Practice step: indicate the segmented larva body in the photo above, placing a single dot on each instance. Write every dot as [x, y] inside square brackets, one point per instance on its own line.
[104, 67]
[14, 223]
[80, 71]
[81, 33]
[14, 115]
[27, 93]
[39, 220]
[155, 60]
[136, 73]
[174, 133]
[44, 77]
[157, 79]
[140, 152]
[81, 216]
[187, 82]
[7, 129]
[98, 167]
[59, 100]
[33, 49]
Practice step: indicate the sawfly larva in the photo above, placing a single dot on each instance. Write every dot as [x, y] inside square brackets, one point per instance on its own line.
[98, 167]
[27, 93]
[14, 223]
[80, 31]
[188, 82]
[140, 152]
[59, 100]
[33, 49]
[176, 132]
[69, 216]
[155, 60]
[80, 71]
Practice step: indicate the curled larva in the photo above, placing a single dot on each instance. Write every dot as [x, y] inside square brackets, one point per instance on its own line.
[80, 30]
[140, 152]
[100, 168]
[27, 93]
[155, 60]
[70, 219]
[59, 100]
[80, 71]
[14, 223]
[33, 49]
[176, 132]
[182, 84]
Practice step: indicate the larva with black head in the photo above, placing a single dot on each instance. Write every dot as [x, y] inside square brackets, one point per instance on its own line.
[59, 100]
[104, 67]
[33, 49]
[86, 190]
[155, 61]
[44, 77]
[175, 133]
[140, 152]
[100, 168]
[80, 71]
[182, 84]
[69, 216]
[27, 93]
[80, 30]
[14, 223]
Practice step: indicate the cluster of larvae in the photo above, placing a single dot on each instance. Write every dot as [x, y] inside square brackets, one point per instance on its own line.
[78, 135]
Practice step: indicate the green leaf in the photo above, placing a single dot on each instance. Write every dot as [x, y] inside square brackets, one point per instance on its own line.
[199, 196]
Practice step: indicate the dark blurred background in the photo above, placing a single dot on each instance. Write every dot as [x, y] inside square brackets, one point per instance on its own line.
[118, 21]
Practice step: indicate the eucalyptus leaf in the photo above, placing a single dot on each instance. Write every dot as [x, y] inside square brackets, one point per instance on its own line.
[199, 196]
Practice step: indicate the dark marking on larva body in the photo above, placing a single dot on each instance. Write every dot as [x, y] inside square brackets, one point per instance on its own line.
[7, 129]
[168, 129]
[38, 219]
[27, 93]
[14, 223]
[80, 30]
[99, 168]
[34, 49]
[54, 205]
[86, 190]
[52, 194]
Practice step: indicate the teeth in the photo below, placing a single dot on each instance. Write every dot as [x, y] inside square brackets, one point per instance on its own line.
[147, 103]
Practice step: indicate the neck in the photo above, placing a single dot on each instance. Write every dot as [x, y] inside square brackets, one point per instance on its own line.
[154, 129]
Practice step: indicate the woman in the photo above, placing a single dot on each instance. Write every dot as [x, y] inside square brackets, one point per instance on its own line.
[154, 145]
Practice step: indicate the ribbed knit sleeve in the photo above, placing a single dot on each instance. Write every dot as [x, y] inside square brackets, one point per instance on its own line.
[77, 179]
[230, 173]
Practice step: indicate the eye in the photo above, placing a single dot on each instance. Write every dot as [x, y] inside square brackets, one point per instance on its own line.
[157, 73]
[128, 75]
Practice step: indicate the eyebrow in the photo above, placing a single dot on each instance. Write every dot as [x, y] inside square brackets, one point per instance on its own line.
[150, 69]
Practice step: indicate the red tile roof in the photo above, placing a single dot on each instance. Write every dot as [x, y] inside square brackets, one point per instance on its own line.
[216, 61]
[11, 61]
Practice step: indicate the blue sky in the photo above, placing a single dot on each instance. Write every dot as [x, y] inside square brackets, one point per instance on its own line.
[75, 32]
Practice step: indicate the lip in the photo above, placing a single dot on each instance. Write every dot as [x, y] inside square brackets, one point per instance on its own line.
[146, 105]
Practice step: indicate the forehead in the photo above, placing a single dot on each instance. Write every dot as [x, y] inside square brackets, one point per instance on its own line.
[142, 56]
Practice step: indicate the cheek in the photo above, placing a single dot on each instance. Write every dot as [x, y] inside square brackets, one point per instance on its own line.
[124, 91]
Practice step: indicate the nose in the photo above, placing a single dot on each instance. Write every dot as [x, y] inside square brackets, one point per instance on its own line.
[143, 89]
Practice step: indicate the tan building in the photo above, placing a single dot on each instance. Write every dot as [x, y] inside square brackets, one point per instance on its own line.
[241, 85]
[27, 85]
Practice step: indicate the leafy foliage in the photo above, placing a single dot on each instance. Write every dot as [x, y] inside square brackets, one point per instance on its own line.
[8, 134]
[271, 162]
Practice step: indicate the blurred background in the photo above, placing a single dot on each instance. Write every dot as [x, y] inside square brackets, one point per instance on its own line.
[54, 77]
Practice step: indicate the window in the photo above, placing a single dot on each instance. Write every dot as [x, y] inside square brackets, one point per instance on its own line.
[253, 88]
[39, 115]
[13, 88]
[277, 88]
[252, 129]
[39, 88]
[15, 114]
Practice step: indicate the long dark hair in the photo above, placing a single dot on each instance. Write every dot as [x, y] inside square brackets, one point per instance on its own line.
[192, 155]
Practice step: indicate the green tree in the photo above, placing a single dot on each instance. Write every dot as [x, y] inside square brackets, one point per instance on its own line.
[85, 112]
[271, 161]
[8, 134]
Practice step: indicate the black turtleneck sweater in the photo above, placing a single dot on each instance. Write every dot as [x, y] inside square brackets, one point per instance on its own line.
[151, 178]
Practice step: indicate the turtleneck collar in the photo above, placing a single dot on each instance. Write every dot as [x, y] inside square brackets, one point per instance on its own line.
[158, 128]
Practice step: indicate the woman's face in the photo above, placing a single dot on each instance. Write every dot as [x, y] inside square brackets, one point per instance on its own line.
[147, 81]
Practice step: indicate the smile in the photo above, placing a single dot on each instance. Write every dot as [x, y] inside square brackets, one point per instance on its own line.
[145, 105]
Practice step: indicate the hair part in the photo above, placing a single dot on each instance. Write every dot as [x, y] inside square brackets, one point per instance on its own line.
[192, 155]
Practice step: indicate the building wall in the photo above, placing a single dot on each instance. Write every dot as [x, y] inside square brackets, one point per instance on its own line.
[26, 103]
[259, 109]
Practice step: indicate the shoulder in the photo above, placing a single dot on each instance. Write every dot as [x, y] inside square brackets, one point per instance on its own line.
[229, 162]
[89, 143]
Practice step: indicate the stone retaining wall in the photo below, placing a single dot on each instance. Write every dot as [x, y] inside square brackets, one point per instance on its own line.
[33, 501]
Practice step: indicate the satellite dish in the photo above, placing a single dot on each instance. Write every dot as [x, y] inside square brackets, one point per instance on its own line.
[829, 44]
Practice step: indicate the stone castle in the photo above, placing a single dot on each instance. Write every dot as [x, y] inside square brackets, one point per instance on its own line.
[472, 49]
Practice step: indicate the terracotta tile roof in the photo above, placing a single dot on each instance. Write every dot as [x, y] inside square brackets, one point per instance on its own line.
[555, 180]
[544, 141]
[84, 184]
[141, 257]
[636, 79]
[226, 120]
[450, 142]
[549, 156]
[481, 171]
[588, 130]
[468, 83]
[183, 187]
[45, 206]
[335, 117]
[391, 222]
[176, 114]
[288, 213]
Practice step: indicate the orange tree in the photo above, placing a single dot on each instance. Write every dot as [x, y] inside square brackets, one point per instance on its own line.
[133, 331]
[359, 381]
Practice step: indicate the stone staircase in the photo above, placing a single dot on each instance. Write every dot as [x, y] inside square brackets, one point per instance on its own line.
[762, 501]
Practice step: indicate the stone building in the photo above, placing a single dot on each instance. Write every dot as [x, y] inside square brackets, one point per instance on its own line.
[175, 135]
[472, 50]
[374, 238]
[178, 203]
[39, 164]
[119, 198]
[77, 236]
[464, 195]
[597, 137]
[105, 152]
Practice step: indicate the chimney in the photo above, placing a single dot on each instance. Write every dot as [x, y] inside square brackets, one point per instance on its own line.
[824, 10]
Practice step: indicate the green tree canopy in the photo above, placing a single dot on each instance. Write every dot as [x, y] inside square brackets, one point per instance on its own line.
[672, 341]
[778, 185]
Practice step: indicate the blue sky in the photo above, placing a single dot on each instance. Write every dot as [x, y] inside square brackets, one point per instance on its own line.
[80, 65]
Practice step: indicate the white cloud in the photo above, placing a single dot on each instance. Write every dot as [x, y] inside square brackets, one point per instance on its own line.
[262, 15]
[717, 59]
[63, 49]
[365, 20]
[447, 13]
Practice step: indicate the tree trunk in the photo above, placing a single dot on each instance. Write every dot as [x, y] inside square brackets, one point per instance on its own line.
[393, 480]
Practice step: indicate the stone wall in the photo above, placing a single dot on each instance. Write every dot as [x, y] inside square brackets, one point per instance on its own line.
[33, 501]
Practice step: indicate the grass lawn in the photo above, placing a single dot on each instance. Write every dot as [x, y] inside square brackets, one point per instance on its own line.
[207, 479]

▶ WHAT YOU ARE ASKED TO DO: Output only the lines from the one containing "Practice step: indicate the stone wall" through the end of the material, please, exactly as they appear.

▶ FINISHED TASK:
Practice step: indicate the stone wall in the photo above, placing a single dot on each instance. Write every dot as [x, y] inside square brackets, one point per instance on its own line.
[33, 501]
Practice step: indicate the grass lawn in the photo above, placing a single dot on each instance. Write every dot as [x, y] inside square brackets, one point per instance on its own line.
[207, 479]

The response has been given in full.